- _YOUR TASK_
Pictures do not belong in your copy. Repeat all the other data exactly.

*-*-*

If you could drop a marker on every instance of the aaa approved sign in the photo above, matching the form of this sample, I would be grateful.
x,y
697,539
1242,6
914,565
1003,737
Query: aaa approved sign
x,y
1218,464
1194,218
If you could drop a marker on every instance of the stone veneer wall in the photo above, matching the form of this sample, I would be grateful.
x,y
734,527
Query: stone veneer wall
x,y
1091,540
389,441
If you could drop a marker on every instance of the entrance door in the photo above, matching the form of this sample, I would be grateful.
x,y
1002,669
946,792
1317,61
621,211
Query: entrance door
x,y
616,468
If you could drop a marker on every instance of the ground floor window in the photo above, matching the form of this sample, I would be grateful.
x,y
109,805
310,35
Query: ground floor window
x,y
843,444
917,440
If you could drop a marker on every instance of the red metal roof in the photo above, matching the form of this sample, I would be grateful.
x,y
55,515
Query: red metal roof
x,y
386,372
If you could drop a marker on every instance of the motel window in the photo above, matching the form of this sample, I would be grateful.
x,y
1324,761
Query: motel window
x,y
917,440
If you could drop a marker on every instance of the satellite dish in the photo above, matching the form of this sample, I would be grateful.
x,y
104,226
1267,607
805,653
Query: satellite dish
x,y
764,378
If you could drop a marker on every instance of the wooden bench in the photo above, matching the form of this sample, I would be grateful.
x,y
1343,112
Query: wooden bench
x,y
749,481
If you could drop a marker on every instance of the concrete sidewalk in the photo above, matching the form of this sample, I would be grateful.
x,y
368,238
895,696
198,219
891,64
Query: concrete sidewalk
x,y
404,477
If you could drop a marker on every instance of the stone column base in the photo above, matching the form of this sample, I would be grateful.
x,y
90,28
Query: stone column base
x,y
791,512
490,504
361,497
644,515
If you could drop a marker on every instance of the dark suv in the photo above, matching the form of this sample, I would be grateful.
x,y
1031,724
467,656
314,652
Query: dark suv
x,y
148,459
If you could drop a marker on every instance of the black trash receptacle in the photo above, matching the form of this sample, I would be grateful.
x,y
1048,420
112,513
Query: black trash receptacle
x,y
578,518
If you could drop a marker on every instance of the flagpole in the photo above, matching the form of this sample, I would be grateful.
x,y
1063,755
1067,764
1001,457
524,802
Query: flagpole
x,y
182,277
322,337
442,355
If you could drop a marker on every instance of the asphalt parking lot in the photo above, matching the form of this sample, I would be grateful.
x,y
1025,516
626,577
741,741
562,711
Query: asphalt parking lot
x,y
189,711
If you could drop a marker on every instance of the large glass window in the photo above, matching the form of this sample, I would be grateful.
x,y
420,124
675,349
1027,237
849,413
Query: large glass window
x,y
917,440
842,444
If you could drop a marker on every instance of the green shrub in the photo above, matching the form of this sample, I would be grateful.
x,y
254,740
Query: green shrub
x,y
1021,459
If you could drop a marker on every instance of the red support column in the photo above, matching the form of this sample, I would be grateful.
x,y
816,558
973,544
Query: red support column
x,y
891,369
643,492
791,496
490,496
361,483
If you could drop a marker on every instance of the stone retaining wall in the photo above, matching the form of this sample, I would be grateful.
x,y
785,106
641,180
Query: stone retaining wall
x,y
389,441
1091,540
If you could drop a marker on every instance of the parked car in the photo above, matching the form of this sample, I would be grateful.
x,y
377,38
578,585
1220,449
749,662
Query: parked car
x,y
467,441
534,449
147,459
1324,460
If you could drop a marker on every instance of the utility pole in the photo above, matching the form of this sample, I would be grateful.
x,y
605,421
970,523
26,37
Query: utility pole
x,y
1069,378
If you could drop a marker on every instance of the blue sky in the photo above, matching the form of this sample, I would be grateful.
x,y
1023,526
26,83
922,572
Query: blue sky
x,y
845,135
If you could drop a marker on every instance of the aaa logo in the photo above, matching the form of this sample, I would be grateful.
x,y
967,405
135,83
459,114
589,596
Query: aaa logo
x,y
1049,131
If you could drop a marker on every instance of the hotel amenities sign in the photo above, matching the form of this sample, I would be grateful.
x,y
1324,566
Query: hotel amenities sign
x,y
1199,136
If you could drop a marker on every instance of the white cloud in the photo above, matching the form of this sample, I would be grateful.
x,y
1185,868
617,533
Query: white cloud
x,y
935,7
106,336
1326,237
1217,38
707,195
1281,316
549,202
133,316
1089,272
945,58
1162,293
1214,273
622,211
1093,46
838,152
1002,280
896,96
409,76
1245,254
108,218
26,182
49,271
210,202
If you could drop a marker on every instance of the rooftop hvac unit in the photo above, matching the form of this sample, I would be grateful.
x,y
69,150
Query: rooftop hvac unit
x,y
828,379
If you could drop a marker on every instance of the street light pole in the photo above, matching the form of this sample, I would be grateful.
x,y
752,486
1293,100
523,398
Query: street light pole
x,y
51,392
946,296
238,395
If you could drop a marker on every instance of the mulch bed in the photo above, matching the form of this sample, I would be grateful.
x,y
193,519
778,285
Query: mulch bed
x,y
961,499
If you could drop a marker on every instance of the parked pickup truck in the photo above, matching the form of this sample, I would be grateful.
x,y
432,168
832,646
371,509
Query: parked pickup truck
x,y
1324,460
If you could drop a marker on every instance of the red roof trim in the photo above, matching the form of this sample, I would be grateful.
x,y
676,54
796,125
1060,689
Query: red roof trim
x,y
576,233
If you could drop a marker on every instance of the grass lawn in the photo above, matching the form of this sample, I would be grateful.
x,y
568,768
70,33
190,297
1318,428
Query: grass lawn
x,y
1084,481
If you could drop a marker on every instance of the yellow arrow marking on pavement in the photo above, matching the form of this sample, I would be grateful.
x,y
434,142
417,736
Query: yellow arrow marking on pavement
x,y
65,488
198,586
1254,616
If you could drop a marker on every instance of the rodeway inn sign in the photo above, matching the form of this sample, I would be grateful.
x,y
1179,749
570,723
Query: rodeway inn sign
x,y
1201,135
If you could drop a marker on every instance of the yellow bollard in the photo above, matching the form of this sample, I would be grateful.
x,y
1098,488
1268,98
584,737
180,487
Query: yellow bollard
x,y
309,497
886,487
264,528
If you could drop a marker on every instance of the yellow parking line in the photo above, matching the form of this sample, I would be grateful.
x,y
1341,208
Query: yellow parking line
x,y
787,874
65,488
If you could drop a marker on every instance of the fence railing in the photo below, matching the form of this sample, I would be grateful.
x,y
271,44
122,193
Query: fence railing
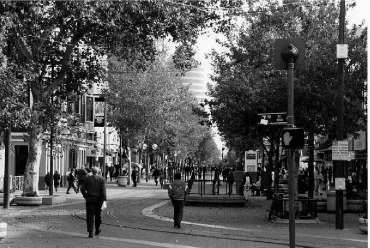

*-*-*

- _ANSWER BOX_
If you could drop a marker on every instance of the aaa approved sign in the photo above, matching the form of this sample, I would be grateful.
x,y
697,539
1242,6
914,565
1003,737
Query: aaa approved sign
x,y
1218,464
1194,218
If you could drop a marker on every instance of the stone veneer wall in the photo above, matching the form of this sample, I would be grateful.
x,y
734,527
Query: stone veneer wall
x,y
1091,540
389,441
If you could drop a marker on every instance of the entrance door in the photo above, matching the form of this sample, I would be grateful.
x,y
1002,669
946,792
1317,61
621,211
Query: entrance door
x,y
616,468
If you could drop a marker on every instance of the ground floor window in the photo above, matching the form of this sample, I would be grateful.
x,y
109,805
310,35
Query: ground floor window
x,y
843,444
917,440
If you could drop a marker on every instance of the red metal roof in the photo above, matching the form of this sample, I would be grateful.
x,y
55,515
Query: red metal roof
x,y
386,372
If you could drop a marker on every instance of the motel window in the photo above, matching the form of this sample, I would be grateful.
x,y
1324,761
Query: motel window
x,y
917,440
If you could drop a marker on every instance of the satellite dish in the photo above, matching the form of this sample, I would be grateful.
x,y
104,226
1267,607
805,653
Query: satellite dish
x,y
764,378
If you could drop a marker on every instance of the wooden bench in the photo above, matching the form of this sample, I would be grateful.
x,y
1343,112
Query: wooden bench
x,y
749,481
If you could drop a marker on every instance of the concrete sidewalk in the photo above, matching the form of this sample, I would be grateful.
x,y
368,238
895,696
198,219
891,64
Query: concrete sidewalk
x,y
404,477
If you could drop a marker on every instance of the stone column base in the photo above, matching the form of this sample, I would be grateful.
x,y
90,28
Query: stone column base
x,y
791,512
490,504
361,497
644,515
If you could drop a marker on every instance of the dark suv in the photo above, matching the form of this sample, I would be grateful.
x,y
1031,724
467,656
314,652
Query: dark suv
x,y
148,459
If you could drop a marker on every instance of the black trash receptacle in the photo above, matching the form of this sample, I would be grateful.
x,y
1048,420
112,513
Query: black trash receptacle
x,y
578,518
If you could drop a marker on every instance of the flagpole in the photo above, matching the form of this sample, I would be grateful.
x,y
1063,755
1067,764
1001,457
524,802
Query: flagpole
x,y
182,277
322,337
442,355
If you could drop a marker on every instance of the asphalt parking lot in the photo above, matching the form of this sample, I would be grateful.
x,y
1025,516
626,577
741,741
562,711
Query: asphalt parking lot
x,y
189,711
If you could drop a marker on every instance of the large glass window in the photo above, matching the form of this sample, I would be grateful.
x,y
420,124
675,349
1027,237
849,413
Query: large glass window
x,y
917,440
842,444
If you could drop a marker on every instance of the green shrub in the photo above, matching the form of this sample, I would be grateful.
x,y
254,740
Query: green shrub
x,y
1021,459
If you could drop a marker on every instance of the red support column in the photo above, matching the form of this sample, I would be grateful.
x,y
816,558
973,544
Query: red support column
x,y
891,369
643,492
791,496
490,496
361,483
If you could drop a marker on every instance of the stone retaining wall in the photo above, matching the form of this sample, I would be grateful.
x,y
785,106
641,180
Query: stone retaining wall
x,y
389,441
1091,540
If you could drop a marker on every instance of the parked car in the photo above, matching the form of this sample, I would be grateful.
x,y
377,38
578,585
1220,449
749,662
Query: parked car
x,y
467,441
534,449
147,459
1324,460
If you could drop a marker on every instance of the utility pole in the photo above, matching the form of this sample, I would be grateful.
x,y
605,421
970,523
26,37
Query: utility pole
x,y
1069,378
If you could drop a marker on every instance of the blue sky in the photo above, matching the form of this sample, I would be grateful.
x,y
1023,526
26,83
922,572
Query: blue sky
x,y
845,135
If you could drop a marker on every instance of the aaa logo in the photo above, matching the form of this sample, I would be grateful.
x,y
967,405
135,83
459,114
589,596
Query: aaa logo
x,y
1049,131
If you could drop a marker on every instance of the hotel amenities sign in the photo above, matching the form of this sample, I would be grateful.
x,y
1324,566
Query: hotel amenities sign
x,y
1199,136
If you could drop a marker on every instance of the white cloud in the photo above, matching the form of this sample, I would be grateful.
x,y
1185,868
617,533
Query: white cloud
x,y
935,7
106,336
1326,237
1217,38
707,195
1281,316
549,202
133,316
1089,272
945,58
1162,293
1214,273
622,211
1093,46
838,152
1002,280
896,96
409,76
1245,254
108,218
26,182
49,271
210,202
If you could drop a marker on every instance of the rooftop hvac unit in the photo above, matching the form of this sample, I would be grateful.
x,y
69,150
Query: rooftop hvac unit
x,y
828,379
If you could drop a marker on every instance of the street light pole in the photo above, matching the form of this sample, I would be grateful.
x,y
752,486
1293,100
523,398
Query: street light pole
x,y
51,392
946,296
238,395
If you could drop a marker on every instance of the mulch bed in the photo above, matching the form of this sample, I would be grateful.
x,y
193,519
778,285
Query: mulch bed
x,y
961,499
If you could drop a marker on every instance of the parked pickup truck in the photo above, matching the form of this sample, I would be grateful.
x,y
432,168
832,646
371,509
Query: parked pickup truck
x,y
1324,460
If you could drop a marker on every instance of the red roof trim in the photo above, matching the form of this sample, I would be grateful.
x,y
676,54
796,125
1060,689
Query: red roof trim
x,y
576,233
If you could drop a marker on every instance of the grass lawn in the photo above, matching the form of this sample, I would be grateful.
x,y
568,768
70,33
190,297
1318,428
Query: grass lawn
x,y
1084,481
If you could drop a marker on every instance of the yellow arrow marking on pavement in the photo above, matching the form of this sample, I would be grateful.
x,y
434,142
417,736
Query: yellow arrow marking on pavement
x,y
65,488
198,586
1254,616
If you could drop a marker on every instance of the rodeway inn sign in the photo above, matching the form of this sample, I would be grateful.
x,y
1179,749
570,723
Query: rodeway inn sign
x,y
1201,135
If you could drop a marker on every instance of the yellow bollard in the photo above, matching the form of this sample, I would be grateful.
x,y
1098,488
1268,98
584,737
180,487
Query: yellow bollard
x,y
309,497
886,487
264,528
If you could drop a marker on every instance of the yellow parking line in the photo above, matching the form of this sample, I would be grateful.
x,y
1341,208
Query: yellow parking line
x,y
787,874
65,488
If you could drop a marker on every instance of the fence railing in the photo below, matching the form of this sample, I would be grateful.
x,y
271,44
122,193
Query: fence railing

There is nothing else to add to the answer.